-- Start of Records for the exercise --

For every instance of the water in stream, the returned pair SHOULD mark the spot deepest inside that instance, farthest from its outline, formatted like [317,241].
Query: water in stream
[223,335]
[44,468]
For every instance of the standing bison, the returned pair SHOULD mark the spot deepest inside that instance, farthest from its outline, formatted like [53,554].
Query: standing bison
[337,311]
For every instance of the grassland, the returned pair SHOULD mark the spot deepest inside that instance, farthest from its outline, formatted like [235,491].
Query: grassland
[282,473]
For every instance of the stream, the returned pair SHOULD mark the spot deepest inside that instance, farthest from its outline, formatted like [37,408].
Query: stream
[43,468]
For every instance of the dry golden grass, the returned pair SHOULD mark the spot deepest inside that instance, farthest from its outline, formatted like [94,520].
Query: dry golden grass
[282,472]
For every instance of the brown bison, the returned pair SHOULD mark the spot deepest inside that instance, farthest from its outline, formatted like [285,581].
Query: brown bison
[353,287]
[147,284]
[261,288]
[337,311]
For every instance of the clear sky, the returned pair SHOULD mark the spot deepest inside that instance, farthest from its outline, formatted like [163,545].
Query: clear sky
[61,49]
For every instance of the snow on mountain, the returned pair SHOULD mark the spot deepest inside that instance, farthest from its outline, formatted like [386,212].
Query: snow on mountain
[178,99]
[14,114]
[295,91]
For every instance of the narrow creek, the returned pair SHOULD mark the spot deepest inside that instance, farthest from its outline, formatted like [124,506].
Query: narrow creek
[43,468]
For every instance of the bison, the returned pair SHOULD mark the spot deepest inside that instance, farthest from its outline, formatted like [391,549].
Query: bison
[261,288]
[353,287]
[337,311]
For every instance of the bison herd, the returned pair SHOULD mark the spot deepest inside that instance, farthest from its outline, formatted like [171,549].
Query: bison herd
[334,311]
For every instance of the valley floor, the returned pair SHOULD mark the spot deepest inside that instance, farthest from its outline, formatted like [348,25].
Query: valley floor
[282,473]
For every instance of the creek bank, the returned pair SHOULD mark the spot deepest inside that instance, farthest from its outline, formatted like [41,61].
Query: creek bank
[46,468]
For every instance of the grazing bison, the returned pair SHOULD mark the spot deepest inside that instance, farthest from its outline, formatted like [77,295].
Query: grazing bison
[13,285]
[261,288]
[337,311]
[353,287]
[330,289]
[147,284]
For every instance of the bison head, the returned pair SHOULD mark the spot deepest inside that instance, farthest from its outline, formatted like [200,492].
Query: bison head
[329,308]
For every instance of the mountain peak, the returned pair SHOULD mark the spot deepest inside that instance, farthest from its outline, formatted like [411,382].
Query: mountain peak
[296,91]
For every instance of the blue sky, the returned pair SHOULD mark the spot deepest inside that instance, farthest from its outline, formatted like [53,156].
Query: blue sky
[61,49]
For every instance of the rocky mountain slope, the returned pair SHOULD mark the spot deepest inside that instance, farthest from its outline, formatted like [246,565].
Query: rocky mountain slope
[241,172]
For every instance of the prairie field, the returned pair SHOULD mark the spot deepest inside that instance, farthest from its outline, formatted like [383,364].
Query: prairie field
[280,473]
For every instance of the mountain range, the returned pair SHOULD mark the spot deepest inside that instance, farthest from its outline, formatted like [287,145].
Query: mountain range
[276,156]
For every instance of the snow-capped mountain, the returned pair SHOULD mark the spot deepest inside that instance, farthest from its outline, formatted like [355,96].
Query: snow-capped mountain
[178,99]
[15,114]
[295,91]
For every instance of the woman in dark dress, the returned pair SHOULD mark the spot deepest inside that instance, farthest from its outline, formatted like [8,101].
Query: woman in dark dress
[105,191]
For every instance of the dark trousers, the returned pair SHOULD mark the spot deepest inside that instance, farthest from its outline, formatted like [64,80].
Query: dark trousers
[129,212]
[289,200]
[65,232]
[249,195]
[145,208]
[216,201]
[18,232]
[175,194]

-- End of Records for the exercise --

### Aim:
Recast the entries as a two-column CSV with the header columns "prompt" and "points", one row per entry. Begin at the line that contains "For every instance of the prairie" and stop at the end of the entries. Put each entry's text and its answer in one quoted field apiece, with line breaks turned into spaces.

### Final result:
prompt,points
"For every instance of the prairie field, the returned pair SHOULD mark the spot deepest inside that instance, farthest from its outline, formatted like [383,364]. Query: prairie field","[280,473]"
"For every instance of the mountain range, the returned pair SHOULD mark the spot deepest inside that instance, farthest from its outline, formatted like [287,145]. Query: mountain range","[276,156]"
"For every instance of the snow-capped mountain, the returned pair SHOULD mark the spot deepest inside that instance, farthest from its outline, formatted like [355,96]. Query: snow-capped mountain","[178,99] [15,114] [295,91]"
"For every instance of the woman in dark dress, the returned pair SHOULD mark the spot deepest inside that instance, farthest from its outline, formatted like [8,101]. Query: woman in dark dress","[105,191]"
"For every instance of the dark trousers, the returned pair SHOULD mark the spot deepest inside that instance, farthest from its outline, formatted like [64,80]. Query: dark trousers","[129,212] [289,200] [65,232] [249,195] [145,208] [216,201] [18,232] [175,194]"